━━━ EXTRACTED TEXT ━━━

[onerng talk] Are zero-NRE low-cost mixed-signal ASICs interesting?

Paul Campbell paul at taniwha.com
Wed Oct 1 22:22:30 BST 2014


On Wed, 01 Oct 2014 17:02:01 Bill Cox wrote:
> I am trying to find out if there is any need for board-level designers
> out there to be able to create small mixed-signal ASICs.  I'm not
> talking about an iPod-Nano on a chip, but simple arrays of capacitors,
> resistors, transistors, a few logic gates, and maybe some amplifiers -
> not coincidentally a good platform for building Infinite Noise
> Multipliers  The die would be tiny, and each would have the same
> components.
> Designs would be configured with custom routing.  The minimum order
> might be 1,000.

> So, for example, a chip you could design using say 100 0.1pF caps, 300
> 6K Ohm resistors, maybe 50 analog N and P mosfets configured for
> analog (wide gates), maybe 20-ish T-gates, and 20-ish logic gates
> (NAND/NOR/INV), a couple of op-amps, and maybe 16 pads, and come in
> some tiny 16-pin surface mount package.  It might even have 1K-ish
> gates of real logic, and 128 FLOPs, and even a small block of SRAM, if
> people think it should.  The resistors would not be very accurate, but
> they would match well.  Same thing for the other components.  It would
> come with free design tools, likely based on existing open-source
> tools.

━━━

= TASKS FOR THIS EXERCISE =
a) In the mailing-list post, what minimum order does Bill Cox say the ASICs might have?
b) In the mailing-list post, list every kind of component named in the sentence beginning "So, for example, a chip you could design," along with its quantity.
c) Continue the mailing-list post from its last line.

━━━ INFORMATION SHOWN ━━━

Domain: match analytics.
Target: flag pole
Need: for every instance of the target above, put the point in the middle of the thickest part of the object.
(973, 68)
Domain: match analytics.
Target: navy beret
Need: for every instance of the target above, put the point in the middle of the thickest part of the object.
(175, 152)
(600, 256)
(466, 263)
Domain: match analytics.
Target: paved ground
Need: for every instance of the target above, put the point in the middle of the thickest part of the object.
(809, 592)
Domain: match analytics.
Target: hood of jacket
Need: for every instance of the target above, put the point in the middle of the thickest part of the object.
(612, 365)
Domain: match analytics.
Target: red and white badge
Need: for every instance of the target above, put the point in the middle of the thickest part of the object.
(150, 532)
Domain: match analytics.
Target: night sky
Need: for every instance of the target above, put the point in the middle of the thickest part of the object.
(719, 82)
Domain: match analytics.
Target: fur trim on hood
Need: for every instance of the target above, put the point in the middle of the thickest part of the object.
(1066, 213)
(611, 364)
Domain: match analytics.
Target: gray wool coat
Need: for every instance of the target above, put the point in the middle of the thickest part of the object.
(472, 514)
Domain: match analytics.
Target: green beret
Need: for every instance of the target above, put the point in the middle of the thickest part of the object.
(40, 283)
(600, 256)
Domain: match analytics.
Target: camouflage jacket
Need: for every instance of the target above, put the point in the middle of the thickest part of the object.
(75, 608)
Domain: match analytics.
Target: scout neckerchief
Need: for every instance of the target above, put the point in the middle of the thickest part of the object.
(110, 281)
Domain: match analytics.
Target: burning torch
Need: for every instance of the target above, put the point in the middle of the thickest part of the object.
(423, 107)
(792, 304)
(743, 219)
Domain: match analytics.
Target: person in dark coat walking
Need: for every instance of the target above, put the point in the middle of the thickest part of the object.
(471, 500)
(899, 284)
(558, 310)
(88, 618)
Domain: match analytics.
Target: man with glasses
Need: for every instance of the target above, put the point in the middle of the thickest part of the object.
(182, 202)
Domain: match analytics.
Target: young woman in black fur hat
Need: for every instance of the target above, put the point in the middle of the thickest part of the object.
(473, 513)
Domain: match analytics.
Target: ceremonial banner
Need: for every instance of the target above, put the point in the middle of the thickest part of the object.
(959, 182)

━━━

= THE RESULTS =
a) 1,000

b)
- 100 0.1pF caps
- 300 6K Ohm resistors
- 50 analog N and P mosfets
- 20-ish T-gates
- 20-ish logic gates (NAND/NOR/INV)
- a couple of op-amps
- 16 pads

c)
> 
> Something like this I think can be done for under $1/chip, in
> quantities of 1,000. 

I haven't built chips for a decade but $1 in those low volumes seems 
impossible

 (you're likely going to need CAD tools in the ~$100k range to design/lay out 
the thing and that adds $100 to each chip in those volumes right there) 

NRE for tapeout, packaging, tester time are all going to add up - from memory 
last time I built (much bigger) chips silicon,  tester time, packaging cost 
very roughly 1/3 each of our finished silicon cost 

I suspect you need to have a volume in the millions to get to $1 - however as 
I said it's been more than a decade since I was building silicon ,things may 
have changed - if I can knock out 1000 small chips like that for ~$1k I'll 
stop looking at fpgas ....

> I am trying to figure out if this is a good fit
> for helping enable the Internet of Things.  It might be useful for
> simple sensor interfaces, for example, or reducing part-counts and
> size.  Of course, you guys here know as well as I that the Internet of
> Things has a major security problem...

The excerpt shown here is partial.